=== Entries provided ===

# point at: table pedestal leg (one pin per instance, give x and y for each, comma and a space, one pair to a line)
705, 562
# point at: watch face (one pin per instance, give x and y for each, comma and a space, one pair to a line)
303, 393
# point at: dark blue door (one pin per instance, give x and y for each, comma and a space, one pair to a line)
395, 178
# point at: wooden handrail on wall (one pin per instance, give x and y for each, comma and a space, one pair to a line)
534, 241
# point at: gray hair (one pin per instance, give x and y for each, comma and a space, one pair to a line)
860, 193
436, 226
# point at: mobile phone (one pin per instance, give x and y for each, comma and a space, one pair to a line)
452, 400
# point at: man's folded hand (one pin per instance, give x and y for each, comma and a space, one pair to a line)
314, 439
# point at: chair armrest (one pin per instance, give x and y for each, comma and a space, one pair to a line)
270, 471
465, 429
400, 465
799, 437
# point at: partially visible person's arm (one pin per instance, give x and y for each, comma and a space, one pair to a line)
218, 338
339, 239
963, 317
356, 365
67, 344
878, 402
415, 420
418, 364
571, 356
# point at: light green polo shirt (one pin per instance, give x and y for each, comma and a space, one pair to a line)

===

What you need to do - Rewrite every line of the listing above as a numbered list, omitting any blank lines.

Written solution -
1. # point at: table pedestal leg (one pin per instance, give x and y for each, comma and a space, one pair to a line)
2. 705, 562
3. # point at: watch face (one pin per instance, give x and y for each, comma and a space, one pair to a line)
4. 303, 393
5. # point at: dark blue door (one pin per instance, give x and y for each, comma and a space, one pair to a line)
6. 395, 178
7. # point at: wooden handrail on wall (one pin per instance, give x and y for each, comma and a space, one pair to a line)
8. 534, 241
9. # point at: gray hair (one pin per instance, give x and y for each, comma and a space, one pair to a line)
10. 860, 193
11. 436, 226
12. # point at: mobile phone (one pin per instance, give x and y for each, comma and a space, one pair to a line)
13. 452, 400
14. # point at: man's folded hand (one pin per instance, give x and y for each, comma and a space, one pair to a line)
15. 314, 439
16. # point at: chair armrest (one pin per instance, give x and y for each, comma and a space, one pair to a line)
17. 270, 471
18. 465, 429
19. 400, 465
20. 799, 437
21. # point at: partially visible person's arm (one pin per instance, give x and y for each, comma and a space, one pair to a line)
22. 218, 338
23. 339, 239
24. 963, 317
25. 356, 365
26. 67, 344
27. 878, 402
28. 415, 420
29. 418, 364
30. 571, 356
31. # point at: light green polo shirt (one pin per instance, give x and y for each, comma and a space, one pair to a line)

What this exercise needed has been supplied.